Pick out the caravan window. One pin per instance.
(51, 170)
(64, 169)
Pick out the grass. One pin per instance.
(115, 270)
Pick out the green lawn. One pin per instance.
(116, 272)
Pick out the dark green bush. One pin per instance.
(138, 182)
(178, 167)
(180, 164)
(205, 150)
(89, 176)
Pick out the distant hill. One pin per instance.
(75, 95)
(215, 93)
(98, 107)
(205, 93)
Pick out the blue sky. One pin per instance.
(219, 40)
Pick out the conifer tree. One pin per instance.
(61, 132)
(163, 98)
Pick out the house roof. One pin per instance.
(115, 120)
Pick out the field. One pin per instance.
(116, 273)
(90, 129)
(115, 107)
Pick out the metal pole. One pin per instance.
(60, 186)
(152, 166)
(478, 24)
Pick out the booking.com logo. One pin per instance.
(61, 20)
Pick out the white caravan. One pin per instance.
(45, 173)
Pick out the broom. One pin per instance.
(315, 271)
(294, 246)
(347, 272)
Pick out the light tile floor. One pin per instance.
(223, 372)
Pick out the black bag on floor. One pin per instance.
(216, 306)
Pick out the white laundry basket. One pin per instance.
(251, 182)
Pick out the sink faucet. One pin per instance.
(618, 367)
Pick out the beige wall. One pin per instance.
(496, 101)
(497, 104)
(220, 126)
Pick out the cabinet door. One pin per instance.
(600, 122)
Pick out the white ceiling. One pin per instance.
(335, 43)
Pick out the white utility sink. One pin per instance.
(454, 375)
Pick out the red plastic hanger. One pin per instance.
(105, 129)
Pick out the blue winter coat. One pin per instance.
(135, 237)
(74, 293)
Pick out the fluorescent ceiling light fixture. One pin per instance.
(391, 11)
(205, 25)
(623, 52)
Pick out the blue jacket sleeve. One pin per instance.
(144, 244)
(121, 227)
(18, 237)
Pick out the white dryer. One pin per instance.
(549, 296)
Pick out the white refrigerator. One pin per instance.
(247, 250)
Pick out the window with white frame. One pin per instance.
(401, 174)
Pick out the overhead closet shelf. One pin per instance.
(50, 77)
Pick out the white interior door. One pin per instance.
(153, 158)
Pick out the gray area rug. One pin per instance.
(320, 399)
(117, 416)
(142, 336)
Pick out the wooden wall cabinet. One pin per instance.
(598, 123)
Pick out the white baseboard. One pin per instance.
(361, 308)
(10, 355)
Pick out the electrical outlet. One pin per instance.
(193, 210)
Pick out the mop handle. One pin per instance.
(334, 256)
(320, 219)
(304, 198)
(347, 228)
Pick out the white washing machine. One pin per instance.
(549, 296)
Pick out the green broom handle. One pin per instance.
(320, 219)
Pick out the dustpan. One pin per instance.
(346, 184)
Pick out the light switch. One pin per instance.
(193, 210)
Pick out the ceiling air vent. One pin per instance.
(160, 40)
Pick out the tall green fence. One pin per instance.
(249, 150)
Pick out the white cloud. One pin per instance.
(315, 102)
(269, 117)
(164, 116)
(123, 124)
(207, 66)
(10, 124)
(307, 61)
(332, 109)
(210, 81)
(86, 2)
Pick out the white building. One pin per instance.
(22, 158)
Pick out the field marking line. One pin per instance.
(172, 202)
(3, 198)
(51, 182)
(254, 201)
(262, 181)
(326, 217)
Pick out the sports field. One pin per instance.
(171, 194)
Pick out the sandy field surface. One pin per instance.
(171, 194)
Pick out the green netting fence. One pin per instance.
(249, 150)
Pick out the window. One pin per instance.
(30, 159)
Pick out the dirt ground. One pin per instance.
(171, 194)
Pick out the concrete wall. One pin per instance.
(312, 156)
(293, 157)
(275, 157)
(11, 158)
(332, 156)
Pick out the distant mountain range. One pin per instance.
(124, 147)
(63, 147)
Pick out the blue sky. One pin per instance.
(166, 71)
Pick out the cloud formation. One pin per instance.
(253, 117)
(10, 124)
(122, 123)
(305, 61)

◆ ◆ ◆

■ WHAT THE TASK ASKS:
The data above is to be given again, with every line exact.

■ SOLUTION BELOW:
Pick out the caravan window. One pin per instance.
(51, 170)
(64, 169)
Pick out the grass. One pin per instance.
(115, 270)
Pick out the green lawn. One pin per instance.
(116, 272)
Pick out the dark green bush. One pin per instance.
(138, 182)
(178, 167)
(180, 164)
(205, 150)
(89, 176)
Pick out the distant hill. One pin per instance.
(75, 95)
(215, 93)
(98, 107)
(205, 93)
Pick out the blue sky. One pin per instance.
(219, 40)
Pick out the conifer tree. One pin per instance.
(61, 132)
(163, 98)
Pick out the house roof. One pin per instance.
(115, 120)
Pick out the field. One pin per instance.
(116, 273)
(90, 129)
(115, 107)
Pick out the metal pole. One pin per instance.
(60, 186)
(152, 166)
(478, 24)
Pick out the booking.com logo. One pin per instance.
(61, 20)
Pick out the white caravan. One pin per instance.
(45, 173)
Pick out the broom. One pin per instance.
(315, 271)
(294, 246)
(347, 272)
Pick out the light tile floor. One pin per instance.
(223, 372)
Pick out the black bag on floor. One pin per instance.
(216, 306)
Pick out the white laundry basket. One pin per instance.
(251, 182)
Pick out the sink faucet. One pin per instance.
(618, 367)
Pick out the beige wall. One pin per instance.
(496, 101)
(497, 104)
(220, 126)
Pick out the cabinet door. One pin per instance.
(600, 122)
Pick out the white ceiling. One pin per instance.
(335, 43)
Pick out the white utility sink. One pin per instance.
(454, 375)
Pick out the red plastic hanger. One pin per instance.
(105, 129)
Pick out the blue winter coat. One pin per instance.
(135, 237)
(74, 293)
Pick out the fluorescent ceiling light fixture. One pin per instance.
(391, 11)
(205, 25)
(623, 52)
Pick out the blue jacket sleeve. One pin per instance.
(144, 244)
(121, 227)
(18, 237)
Pick out the white dryer. One pin per instance.
(549, 296)
Pick out the white refrigerator. One pin per instance.
(247, 250)
Pick out the window with white frame. One pin per instance.
(401, 174)
Pick out the overhead closet shelf. One pin per instance.
(50, 77)
Pick out the white interior door. One pin per instance.
(153, 158)
Pick out the gray area rug. One pin per instance.
(320, 399)
(117, 416)
(142, 336)
Pick out the wooden wall cabinet. One pin per instance.
(598, 123)
Pick out the white baseboard. One pin per instance.
(361, 308)
(10, 355)
Pick out the electrical outlet. One pin per instance.
(193, 210)
Pick out the mop handle. One pin per instance.
(334, 256)
(320, 219)
(304, 198)
(347, 228)
Pick out the white washing machine. One pin per instance.
(549, 296)
Pick out the green broom handle. One pin per instance.
(320, 219)
Pick out the dustpan. One pin per instance.
(346, 184)
Pick out the light switch. One pin per instance.
(193, 210)
Pick out the ceiling air vent. One pin per instance.
(160, 40)
Pick out the tall green fence. One pin per instance.
(249, 150)
Pick out the white cloud. One pin per instance.
(315, 102)
(269, 117)
(164, 116)
(123, 124)
(207, 66)
(10, 124)
(307, 61)
(332, 109)
(210, 81)
(86, 2)
Pick out the white building. One pin per instance.
(22, 158)
Pick out the field marking line. One pin per instance.
(172, 202)
(3, 198)
(51, 182)
(254, 201)
(262, 181)
(326, 217)
Pick out the sports field. One pin per instance.
(171, 194)
Pick out the sandy field surface. One pin per instance.
(171, 194)
Pick out the green netting fence. One pin per instance.
(249, 150)
Pick out the window. One pin per instance.
(30, 159)
Pick out the dirt ground. One pin per instance.
(171, 194)
Pick out the concrete wall. One pin per instance.
(312, 156)
(293, 157)
(275, 157)
(11, 158)
(332, 156)
Pick out the distant mountain range. One pin per instance.
(124, 147)
(63, 147)
Pick out the blue sky. One pin per instance.
(166, 71)
Pick out the cloud formation. One pin per instance.
(253, 117)
(10, 124)
(122, 123)
(305, 61)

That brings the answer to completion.